> [Provided records]
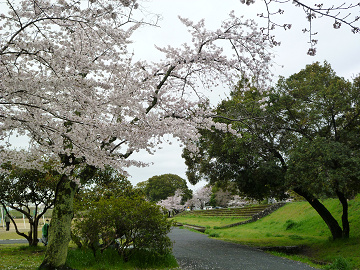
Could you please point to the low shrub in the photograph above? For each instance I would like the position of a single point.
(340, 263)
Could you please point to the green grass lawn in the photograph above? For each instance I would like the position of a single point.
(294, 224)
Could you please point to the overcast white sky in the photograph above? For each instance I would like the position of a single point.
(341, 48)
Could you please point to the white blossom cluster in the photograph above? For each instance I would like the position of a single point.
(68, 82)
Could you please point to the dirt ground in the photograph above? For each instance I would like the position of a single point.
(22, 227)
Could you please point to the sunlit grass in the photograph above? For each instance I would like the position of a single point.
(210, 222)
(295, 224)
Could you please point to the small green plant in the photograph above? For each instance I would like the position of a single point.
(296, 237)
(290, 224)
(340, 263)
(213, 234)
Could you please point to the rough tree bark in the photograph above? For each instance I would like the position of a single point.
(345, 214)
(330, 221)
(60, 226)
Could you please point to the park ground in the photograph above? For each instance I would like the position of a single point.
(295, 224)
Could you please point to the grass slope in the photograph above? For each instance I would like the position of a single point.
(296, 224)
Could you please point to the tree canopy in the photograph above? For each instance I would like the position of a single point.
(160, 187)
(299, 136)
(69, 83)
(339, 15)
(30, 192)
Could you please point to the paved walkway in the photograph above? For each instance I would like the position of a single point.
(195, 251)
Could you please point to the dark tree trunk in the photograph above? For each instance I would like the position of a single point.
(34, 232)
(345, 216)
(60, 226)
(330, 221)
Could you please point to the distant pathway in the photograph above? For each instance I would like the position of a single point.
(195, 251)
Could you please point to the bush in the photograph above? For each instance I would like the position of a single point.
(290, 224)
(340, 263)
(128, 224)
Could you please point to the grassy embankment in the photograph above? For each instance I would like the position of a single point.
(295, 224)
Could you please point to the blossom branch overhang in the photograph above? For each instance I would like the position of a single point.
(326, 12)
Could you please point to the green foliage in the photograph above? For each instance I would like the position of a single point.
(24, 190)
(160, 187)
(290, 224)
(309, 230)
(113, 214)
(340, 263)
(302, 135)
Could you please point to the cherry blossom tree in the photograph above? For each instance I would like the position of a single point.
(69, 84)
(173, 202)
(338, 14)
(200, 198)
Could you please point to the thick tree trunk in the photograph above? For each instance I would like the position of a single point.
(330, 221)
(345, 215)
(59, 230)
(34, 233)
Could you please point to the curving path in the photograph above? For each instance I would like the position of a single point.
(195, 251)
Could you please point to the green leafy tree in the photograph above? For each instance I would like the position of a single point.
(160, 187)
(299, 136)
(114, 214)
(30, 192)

---

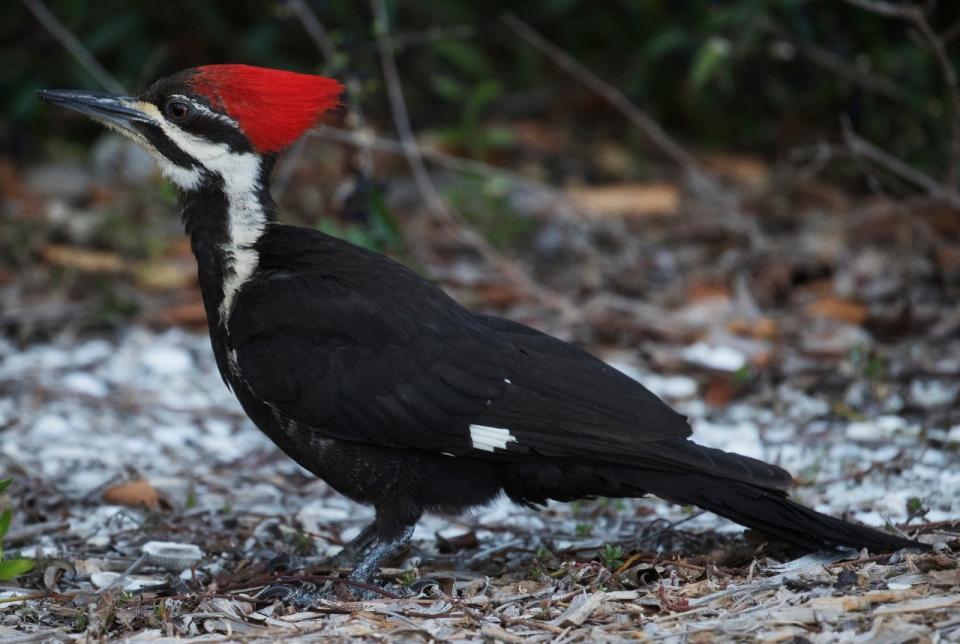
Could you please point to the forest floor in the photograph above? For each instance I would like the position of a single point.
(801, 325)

> [What is being asked]
Report every line of the material above that contains the word "blossom", copying each such line in full and in its original order.

> [Output of the exercise]
Could you please point to the white blossom cluster in the photograph above? For each instance I would like the position of a single point.
Could you please point to the blossom branch overhang in the photograph above? For each instance I would like the position of a single point.
Could you please point to the cherry blossom tree in the photograph above? For each instance I would like the position of a single point.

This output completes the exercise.